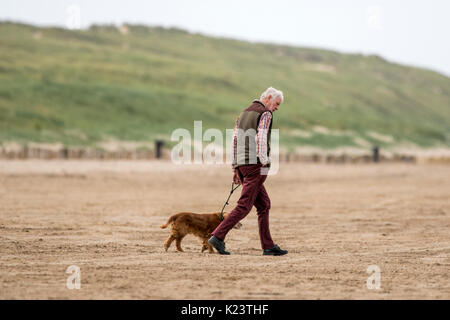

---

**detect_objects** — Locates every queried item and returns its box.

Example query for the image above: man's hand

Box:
[233,170,241,184]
###
Put the records into a Markdown table with the columns "Row" and "Line": number each line in order and skip blank lines. Leave the pictures out of the answer.

| Row | Line |
|---|---|
| 1 | --- |
| 2 | **detect_objects** — Locates every queried item and returns its box. |
| 3 | Example query for the image above: man's hand |
| 4 | Box: |
| 5 | [233,170,241,184] |